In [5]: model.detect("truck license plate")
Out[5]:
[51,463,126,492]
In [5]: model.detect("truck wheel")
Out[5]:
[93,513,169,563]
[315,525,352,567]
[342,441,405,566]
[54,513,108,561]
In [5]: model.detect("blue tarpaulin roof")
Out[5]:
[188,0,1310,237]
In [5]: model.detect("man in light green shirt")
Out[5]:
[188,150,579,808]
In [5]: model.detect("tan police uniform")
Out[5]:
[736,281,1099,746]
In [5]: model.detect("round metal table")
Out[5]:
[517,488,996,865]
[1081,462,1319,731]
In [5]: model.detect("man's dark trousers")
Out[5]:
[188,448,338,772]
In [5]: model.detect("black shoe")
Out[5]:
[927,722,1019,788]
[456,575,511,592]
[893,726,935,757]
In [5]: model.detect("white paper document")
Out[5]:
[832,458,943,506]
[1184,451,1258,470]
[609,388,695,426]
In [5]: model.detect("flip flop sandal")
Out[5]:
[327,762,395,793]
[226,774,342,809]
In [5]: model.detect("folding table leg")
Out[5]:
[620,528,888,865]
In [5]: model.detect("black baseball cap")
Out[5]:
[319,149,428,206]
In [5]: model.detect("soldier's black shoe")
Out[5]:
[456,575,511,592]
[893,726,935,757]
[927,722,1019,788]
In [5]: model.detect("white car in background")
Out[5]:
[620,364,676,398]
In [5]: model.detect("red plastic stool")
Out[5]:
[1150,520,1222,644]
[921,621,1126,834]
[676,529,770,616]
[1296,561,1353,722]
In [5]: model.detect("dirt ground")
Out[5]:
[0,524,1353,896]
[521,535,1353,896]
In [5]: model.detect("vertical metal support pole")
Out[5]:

□ □ □ □ □ □ □

• [Work required]:
Can you give all the rows above again with every "table" changed to "desk" and nothing else altered?

• [Solution to this exercise]:
In [5]: model.detect("truck license plate")
Out[5]:
[51,463,126,492]
In [5]: model.detect("truck wheel")
Out[5]:
[93,513,169,563]
[315,525,352,567]
[342,441,405,566]
[54,513,108,561]
In [5]: model.detect("blue tarpaulin roof")
Out[5]:
[188,0,1310,237]
In [5]: model.detect("man in light green shirt")
Out[5]:
[188,150,579,808]
In [5]: model.detect("tan police uniform")
Out[5]:
[736,281,1099,746]
In [5]: model.detect("round metal desk")
Out[5]:
[517,488,996,865]
[1081,462,1319,731]
In [5]: model.detect("man's dark trousers")
Out[5]:
[188,448,338,772]
In [5]: model.detect("black shoe")
Out[5]:
[927,722,1019,788]
[456,575,511,592]
[893,726,935,757]
In [5]: model.detect("white paper document")
Out[5]:
[832,458,943,506]
[1184,451,1258,470]
[609,388,695,426]
In [5]: model.detect("flip flop sandal")
Out[5]:
[327,762,395,793]
[226,774,342,809]
In [5]: model.detect("folding desk leg")
Out[5]:
[620,528,888,865]
In [5]: model.detect("black baseball cap")
Out[5]:
[319,149,428,206]
In [5]: model.detect("soldier's black shoe")
Out[5]:
[456,575,511,592]
[893,726,935,757]
[927,722,1019,788]
In [5]: model.detect("white car in background")
Out[5]:
[620,364,676,398]
In [5]: model.detect("red plastic stool")
Out[5]:
[1150,520,1222,644]
[921,621,1126,834]
[676,529,770,616]
[1296,561,1353,722]
In [5]: model.detect("dirt ground")
Out[5]:
[0,524,1353,896]
[521,535,1353,896]
In [5]: model.detect("vertical metal support pole")
Out[5]:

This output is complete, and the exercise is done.